* **DOCUMENT**:
* * * * * * * * *

How could I release gpu memory of keras


Training models with kcross validation(5 cross), using tensorflow as back end.

Every time the program start to train the last model, keras always complain it is running out of memory, I call gc after every model are trained, any idea how to release the memory of gpu occupied by keras?

for i, (train, validate) in enumerate(skf):
	model, im_dim = mc.generate_model(parsed_json["keras_model"], parsed_json["custom_model"], parsed_json["top_model_index"], parsed_json["learning_rate"])
	training_data = _generate_train_data(im_dim, parsed_json["train_dir"], int(parsed_json["train_batch_size"]))
	testing_data = _generate_train_data(im_dim, parsed_json["val_dir"], int(parsed_json["test_batch_size"]))

	checkpoint = ModelCheckpoint(parsed_json["trained_model_name"] + "cross" + str(index) + ".h5", monitor='val_loss', verbose=0, 
                                 save_best_only=True, save_weights_only=False, mode='auto', period=1)
	index = index + 1
	callback_list = [checkpoint]
	start_time = time.time()

* * * * * * * * *

* **DATASET ENTRIES**:
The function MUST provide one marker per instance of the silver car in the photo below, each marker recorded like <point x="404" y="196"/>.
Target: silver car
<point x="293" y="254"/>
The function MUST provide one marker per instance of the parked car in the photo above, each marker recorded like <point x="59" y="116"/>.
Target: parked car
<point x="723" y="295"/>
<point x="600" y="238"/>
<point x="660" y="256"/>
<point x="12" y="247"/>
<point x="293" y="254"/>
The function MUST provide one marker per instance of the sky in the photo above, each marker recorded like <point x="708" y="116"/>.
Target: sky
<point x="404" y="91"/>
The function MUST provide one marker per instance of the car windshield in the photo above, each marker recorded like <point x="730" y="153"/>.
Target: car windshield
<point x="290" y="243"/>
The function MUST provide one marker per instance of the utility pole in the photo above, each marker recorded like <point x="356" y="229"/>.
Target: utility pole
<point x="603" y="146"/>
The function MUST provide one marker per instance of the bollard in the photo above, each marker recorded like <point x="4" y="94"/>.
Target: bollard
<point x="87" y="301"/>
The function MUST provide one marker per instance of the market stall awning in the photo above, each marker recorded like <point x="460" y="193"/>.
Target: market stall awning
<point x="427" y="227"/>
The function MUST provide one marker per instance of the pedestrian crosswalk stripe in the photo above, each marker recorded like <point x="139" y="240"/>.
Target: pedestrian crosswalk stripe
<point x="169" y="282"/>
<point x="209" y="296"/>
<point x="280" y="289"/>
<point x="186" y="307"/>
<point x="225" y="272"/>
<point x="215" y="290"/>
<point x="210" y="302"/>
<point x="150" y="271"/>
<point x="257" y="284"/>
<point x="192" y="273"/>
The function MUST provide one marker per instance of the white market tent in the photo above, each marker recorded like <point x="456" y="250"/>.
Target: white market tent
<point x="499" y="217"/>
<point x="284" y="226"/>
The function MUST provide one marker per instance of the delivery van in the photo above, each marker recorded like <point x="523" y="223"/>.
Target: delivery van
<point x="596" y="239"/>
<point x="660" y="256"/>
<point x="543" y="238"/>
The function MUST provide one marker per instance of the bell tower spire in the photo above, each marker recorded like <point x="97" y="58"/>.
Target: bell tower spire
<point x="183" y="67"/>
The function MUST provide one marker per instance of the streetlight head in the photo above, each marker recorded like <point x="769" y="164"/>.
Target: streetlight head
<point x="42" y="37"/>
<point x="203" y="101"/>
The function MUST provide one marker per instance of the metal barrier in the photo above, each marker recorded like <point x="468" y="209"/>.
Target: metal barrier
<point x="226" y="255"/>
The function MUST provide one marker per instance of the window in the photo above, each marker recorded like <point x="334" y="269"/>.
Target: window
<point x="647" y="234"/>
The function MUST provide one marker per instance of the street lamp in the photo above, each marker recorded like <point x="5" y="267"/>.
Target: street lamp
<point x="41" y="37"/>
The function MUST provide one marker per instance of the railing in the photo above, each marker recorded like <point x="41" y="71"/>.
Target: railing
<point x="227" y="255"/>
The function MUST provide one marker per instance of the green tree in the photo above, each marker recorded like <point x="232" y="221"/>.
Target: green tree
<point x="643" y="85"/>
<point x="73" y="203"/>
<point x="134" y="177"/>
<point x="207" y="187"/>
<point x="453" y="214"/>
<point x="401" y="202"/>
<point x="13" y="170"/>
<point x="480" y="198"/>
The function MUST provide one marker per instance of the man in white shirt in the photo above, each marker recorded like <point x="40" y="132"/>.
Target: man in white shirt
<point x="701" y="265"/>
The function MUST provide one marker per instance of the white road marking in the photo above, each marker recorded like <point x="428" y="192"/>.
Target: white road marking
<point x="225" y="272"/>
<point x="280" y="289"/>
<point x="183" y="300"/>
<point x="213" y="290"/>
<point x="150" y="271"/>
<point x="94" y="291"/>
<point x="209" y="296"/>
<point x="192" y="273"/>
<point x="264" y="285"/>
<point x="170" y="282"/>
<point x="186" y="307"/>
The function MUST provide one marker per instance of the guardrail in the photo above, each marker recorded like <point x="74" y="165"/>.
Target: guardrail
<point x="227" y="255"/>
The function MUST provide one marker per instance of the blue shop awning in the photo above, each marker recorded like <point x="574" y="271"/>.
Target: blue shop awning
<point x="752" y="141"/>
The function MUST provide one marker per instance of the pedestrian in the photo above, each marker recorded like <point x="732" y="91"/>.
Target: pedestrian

* * * * * * * * *

* **THINGS TO DO**:
- a) According to the Keras memory post, at what point does Keras report running out of memory?
- b) For each statement, decide whether the Keras memory post agrees with it. Answer yes or no and quote the deciding words.
(i) TensorFlow serves as the back end.
(ii) The poster calls gc only once, after all the models are trained.
(iii) The checkpoint saves only the model's weights.
- c) Continue the Keras memory post from the point where it stops.
Nothing in the data matters for this work.

* **RESULTS FOR EACH TASK**:
- a) Every time the program starts to train the last model.

- b)
(i) Yes: "using tensorflow as back end"
(ii) No: "I call gc after every model are trained"
(iii) No: "save_weights_only=False"

- c)
	training_history = model.fit_generator(training_data,
                                           nb_epoch = int(parsed_json["nb_epoch"]),
                                           callbacks = callback_list)

	gc.collect() //cross my finger and beg gc can help me release memory


Is your last model the exact same as previous models? Or is it a different architecture?


same model, change nothing, to help gc release, I add one more line before I call it

model = None

Any recommended way to force python release memory? I search by google, some posts say gc.collect() will force gc of python release non-reference memory, but it do not work in this case, wonder what happen, do keras allocate memory globally?


Try del model That should immediately remove the model variable from memory.


Thanks, I try this

del model

Still have no luck. do keras got memory leak issue?


Can you copy and paste the error message here?

(Vitor A Batista) #7

I was having exactly same issue. I solved by also deleting the training_history variable. Here is my piece of code that doesn’t have memory leakage. Looks like training_history keeps some pointer to GPU memory.

for fold, (train_clusters_index, valid_clusters_index) in enumerate(kf):
	model = create_model(TRAINABLE_VGG, include_top=INCLUDE_TOP)

	train_fold_id = folds.index[folds.isin(clusters[train_clusters_index])]
	valid_fold_id = folds.index[folds.isin(clusters[valid_clusters_index])]

	train_index = np.where(np.in1d(train_id, train_fold_id))[0]
	valid_index = np.where(np.in1d(train_id, valid_fold_id))[0]

	if SAMPLE < 1:
		train_index = subsample(train_index, SAMPLE)
		valid_index = subsample(valid_index, SAMPLE)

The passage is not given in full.